╭──

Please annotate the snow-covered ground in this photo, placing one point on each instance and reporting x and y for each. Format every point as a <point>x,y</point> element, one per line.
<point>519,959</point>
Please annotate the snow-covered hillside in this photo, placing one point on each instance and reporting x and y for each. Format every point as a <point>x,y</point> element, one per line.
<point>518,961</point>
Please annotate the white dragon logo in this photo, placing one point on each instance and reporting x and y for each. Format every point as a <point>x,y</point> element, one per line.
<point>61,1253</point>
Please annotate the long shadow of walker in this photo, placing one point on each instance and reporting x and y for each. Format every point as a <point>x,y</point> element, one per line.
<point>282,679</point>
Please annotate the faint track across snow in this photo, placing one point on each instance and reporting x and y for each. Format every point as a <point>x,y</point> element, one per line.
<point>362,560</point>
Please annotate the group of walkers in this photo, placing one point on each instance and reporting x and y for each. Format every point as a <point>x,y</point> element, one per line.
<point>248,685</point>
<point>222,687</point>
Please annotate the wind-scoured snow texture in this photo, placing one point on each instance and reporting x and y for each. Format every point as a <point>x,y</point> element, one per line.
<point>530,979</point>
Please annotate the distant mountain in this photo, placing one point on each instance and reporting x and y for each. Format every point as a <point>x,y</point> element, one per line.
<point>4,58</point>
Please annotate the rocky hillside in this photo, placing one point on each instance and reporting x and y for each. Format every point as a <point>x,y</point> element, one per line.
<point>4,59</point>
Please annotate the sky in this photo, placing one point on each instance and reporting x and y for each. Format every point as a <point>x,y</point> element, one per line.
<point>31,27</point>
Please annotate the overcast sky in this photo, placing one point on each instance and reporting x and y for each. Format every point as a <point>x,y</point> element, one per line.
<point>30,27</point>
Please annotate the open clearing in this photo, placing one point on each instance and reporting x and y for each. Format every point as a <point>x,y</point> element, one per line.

╰──

**YOUR ASSIGNMENT**
Lines from the one containing "Please annotate the rocky" through the final line of the entries are the only ones to print, and each must match exactly.

**RESPONSE TO THE TASK**
Please annotate the rocky hillside in this photo, placing one point on each instance and reporting x and y for each. Format every point as a <point>x,y</point> element, one per line.
<point>4,59</point>
Please annotate the sky in this photo, placing one point on each instance and reporting x and y for each. Format every point as a <point>x,y</point> element, one per line.
<point>31,27</point>
Please annotate the overcast sky in this photo, placing one point on each instance and reporting x and y for each. Format every point as a <point>x,y</point> element, one per line.
<point>30,27</point>
Please annotate the open clearing in this photo, placing one point on each instance and reporting x and y for each. Format every point as a <point>x,y</point> element, one per line.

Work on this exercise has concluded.